▶ _Task requirements_
a – List every dollar amount that the passage on oil and the dollar mentions.
b – From the passage on oil and the dollar, repeat the part from "The American head" to "global oil trade.".
c – According to the passage on oil and the dollar, who headed the Federal Reserve from 1979 to 1987?

▶ _Selected text_
---+---
The nation-wide strikes leading up to the Iranian revolution had crippled Iran’s 5.5mbd export oil cash-cow. As a result global oil prices spiked yet again, this time from US$15 to around $40 a barrel by 1980, an insane level at the time. This sent Western interest rates and inflation to 20% a year and destroyed millions of businesses. The Iranian revolution was the first of many future Islamic revolutions that would see the Middle Eastern oil states begin to push the religion of Islam around the world, funded with oil dollars. Saudi Arabia alone has spent well over US$150 billion of its oil wealth funding Islamic expansion globally to this day.

By the end of the 1970’s, even with the benefit of being needed to trade oil, the American dollar had lost so much of its original value that gold, the anti-dollar, had skyrocketed from US$35 to over US$800 an ounce. South American oil importing economies that had linked their currencies to the American dollar collapsed, impoverishing millions, and leading to the infamous South American debt crisis. Inflation ravaged the world’s economies, leading to instability and deadly turf wars in countries from Jamaica to Angola. So many Europeans had been impoverished that their leaders began to plot and plan for the creation of their own currency, which would eventually be called the Euro.

The American head of the Federal Reserve from 1979 to 1987, Paul Volker, was constantly on the end of stern lectures from his European colleagues every time he spoke to them. He was told in no uncertain terms that America had a choice of losing its reserve currency status or crashing its economy to squash the global inflation it had unleashed. Volker wisely chose the latter. The American economy was deliberately flattened by 20% interest rates. Oil demand crashed, and global inflation then crashed. The American dollar has only remained the worlds reserve currency for the last forty years because of Paul Volker and the US dollar’s continued need in the global oil trade.
---+---
▶ _Records_
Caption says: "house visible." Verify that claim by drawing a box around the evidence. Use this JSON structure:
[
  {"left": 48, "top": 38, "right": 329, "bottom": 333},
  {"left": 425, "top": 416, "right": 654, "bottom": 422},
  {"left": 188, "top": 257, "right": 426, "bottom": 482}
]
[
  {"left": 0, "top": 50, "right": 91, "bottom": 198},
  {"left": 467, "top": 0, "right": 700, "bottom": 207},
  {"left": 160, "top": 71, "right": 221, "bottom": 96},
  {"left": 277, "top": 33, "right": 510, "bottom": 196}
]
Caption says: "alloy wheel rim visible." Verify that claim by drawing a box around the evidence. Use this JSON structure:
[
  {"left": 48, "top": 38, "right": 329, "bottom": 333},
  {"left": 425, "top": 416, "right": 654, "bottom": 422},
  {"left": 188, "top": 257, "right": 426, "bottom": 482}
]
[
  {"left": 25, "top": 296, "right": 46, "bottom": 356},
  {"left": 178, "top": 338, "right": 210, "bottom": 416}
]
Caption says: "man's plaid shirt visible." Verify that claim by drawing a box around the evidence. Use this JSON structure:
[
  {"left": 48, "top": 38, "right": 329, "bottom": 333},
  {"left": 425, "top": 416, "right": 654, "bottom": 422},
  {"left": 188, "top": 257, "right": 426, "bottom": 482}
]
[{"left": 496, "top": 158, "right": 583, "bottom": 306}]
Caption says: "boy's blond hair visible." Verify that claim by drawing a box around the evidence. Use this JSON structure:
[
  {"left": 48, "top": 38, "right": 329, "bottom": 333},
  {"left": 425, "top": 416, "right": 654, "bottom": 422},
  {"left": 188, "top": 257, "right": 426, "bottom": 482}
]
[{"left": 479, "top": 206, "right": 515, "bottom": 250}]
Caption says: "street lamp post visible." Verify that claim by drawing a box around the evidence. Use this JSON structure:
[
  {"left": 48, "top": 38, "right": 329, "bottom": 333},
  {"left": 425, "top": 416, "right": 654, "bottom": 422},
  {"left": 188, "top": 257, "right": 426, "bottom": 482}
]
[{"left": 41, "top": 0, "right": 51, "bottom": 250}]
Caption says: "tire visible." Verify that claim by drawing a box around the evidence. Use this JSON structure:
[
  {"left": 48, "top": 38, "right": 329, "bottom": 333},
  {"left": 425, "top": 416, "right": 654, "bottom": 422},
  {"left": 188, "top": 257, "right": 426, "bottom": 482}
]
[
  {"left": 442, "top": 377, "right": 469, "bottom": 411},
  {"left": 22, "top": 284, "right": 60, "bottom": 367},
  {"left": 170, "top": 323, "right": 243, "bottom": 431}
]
---+---
▶ _The responses_
a – US$15, $40, US$150 billion, US$35, US$800

b –
The American head of the Federal Reserve from 1979 to 1987, Paul Volker, was constantly on the end of stern lectures from his European colleagues every time he spoke to them. He was told in no uncertain terms that America had a choice of losing its reserve currency status or crashing its economy to squash the global inflation it had unleashed. Volker wisely chose the latter. The American economy was deliberately flattened by 20% interest rates. Oil demand crashed, and global inflation then crashed. The American dollar has only remained the worlds reserve currency for the last forty years because of Paul Volker and the US dollar’s continued need in the global oil trade.

c – Paul Volker